**Permintaan A**
Dalam artikel tentang pembubaran BUMN, di wilayah mana saja pabrik PT Industri Sandang Nusantara sebelumnya beroperasi?

**Bagian Dokumen**
Kerugian Terus Terjadi, Islam Tawarkan Solusi

Oleh: Azizha Nur Dahlia

Aktivis Muslimah

  

Lagi dan lagi, kebangkrutan BUMN terjadi lagi. BUMN yang seharusnya bisa membantu menambah keuntungan dalam negara justru nyatanya malah menambah beban negara. Tak hanya satu atau dua BUMN yang sudah dicabut operasinya namun puluhan hingga ratusan suah lagi tak beroperasi. Permasalahan ini diduga terjadi karena salah pengelolaan.

Dilansir dari CNBC.com Menteri BUMN Erick Thohir mengatakan keputusan ini menjadi langkah terbaik karena ketiga BUMN tersebut sudah tidak dapat melaksanakan perannya dalam memberikan kontribusi terhadap perekonomian nasional, meraih keuntungan, dan memberikan kemanfaatan umum sesuai Undang-Undang BUMN No.19 Tahun 2003. Langkah ini juga sejalan dengan transformasi yang dijalankan Kementerian BUMN agar perusahaan-perusahaan BUMN makin profesional, transparan, dan akuntabel. Menurutnya, pembubaran ini akan berlaku efektif apabila Peraturan Pemerintah (PP) Pembubaran sudah ditandatangani oleh Presiden Joko Widodo yang diharapkan dapat terbit pada Juni 2022.

 

Adapun BUMN yang dikabarkan akan gulung tikar: Pertama, PT Industri Sandang Nusantara (ISN). ISN merupakan salah satu BUMN yang bakal dibubarkan oleh Erick Thohir menyusul perusahaan yang terus-terusan merugi. Padahal pabrik tekstil dan benang ini sebelumnya beroperasi di tujuh wilayah yakni Makassar, Pasuruan, Malang, Semarang, Bandung, Cilacap, dan Tegal. Erick Thohir sebelumnya berujar bahwa BUMN ini merupakan BUMN dengan kategori sakit kronis. Namun, pemerintah akan tetap memanfaatkan asetnya meskipun perusahaan dibubarkan.

**Permintaan B**
Hitung berapa baris data di bawah ini yang memuat string "shrub", dengan membedakan huruf besar dan huruf kecil. Tuliskan angkanya saja.

**Bahan Tugas**
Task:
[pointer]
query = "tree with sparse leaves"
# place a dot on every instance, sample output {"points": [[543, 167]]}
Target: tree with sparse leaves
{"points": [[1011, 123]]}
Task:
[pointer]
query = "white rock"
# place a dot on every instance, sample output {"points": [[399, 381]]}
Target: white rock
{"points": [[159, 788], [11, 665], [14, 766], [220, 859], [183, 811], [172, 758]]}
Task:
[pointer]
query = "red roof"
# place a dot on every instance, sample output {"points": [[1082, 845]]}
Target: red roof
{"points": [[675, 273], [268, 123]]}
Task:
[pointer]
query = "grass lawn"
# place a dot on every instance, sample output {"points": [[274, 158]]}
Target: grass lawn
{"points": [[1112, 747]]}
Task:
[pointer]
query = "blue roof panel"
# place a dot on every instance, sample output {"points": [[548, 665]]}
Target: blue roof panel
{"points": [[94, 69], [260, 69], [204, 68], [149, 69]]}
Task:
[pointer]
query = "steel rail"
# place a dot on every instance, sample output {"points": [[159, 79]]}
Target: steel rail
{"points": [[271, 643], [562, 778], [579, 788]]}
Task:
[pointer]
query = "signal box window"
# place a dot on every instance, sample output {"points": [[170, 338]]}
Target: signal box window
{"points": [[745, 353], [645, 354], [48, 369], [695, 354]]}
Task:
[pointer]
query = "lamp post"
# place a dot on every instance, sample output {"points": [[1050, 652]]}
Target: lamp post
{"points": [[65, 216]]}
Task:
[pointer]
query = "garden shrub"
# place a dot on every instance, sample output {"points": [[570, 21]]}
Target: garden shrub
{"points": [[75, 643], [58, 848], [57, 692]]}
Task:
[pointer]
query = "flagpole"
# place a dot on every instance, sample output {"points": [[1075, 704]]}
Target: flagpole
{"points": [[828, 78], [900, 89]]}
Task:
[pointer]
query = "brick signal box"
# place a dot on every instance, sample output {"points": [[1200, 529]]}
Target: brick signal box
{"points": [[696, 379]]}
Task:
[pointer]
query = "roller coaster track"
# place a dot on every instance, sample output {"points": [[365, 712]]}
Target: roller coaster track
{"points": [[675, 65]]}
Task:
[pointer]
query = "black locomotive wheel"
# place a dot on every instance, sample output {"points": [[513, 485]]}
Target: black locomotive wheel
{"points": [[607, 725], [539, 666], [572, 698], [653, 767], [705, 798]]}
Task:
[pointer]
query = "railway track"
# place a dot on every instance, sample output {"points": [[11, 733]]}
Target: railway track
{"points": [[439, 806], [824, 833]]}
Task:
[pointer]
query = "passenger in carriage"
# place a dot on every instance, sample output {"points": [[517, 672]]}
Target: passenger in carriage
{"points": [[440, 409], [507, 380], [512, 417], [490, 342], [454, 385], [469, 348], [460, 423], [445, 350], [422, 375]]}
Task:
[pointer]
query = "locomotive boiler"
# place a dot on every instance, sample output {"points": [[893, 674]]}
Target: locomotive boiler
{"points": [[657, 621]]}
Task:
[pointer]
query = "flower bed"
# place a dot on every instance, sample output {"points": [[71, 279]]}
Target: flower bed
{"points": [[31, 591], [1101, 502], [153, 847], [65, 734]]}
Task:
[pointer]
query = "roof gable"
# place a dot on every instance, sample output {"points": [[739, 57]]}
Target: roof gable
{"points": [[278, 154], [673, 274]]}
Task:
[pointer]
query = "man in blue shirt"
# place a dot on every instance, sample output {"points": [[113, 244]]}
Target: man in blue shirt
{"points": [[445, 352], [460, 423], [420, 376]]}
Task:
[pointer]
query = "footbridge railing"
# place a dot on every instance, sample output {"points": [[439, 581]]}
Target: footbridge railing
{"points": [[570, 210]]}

**Jawaban Akhir A**
Pabrik itu sebelumnya beroperasi di Makassar, Pasuruan, Malang, Semarang, Bandung, Cilacap, dan Tegal.

**Jawaban Akhir B**
2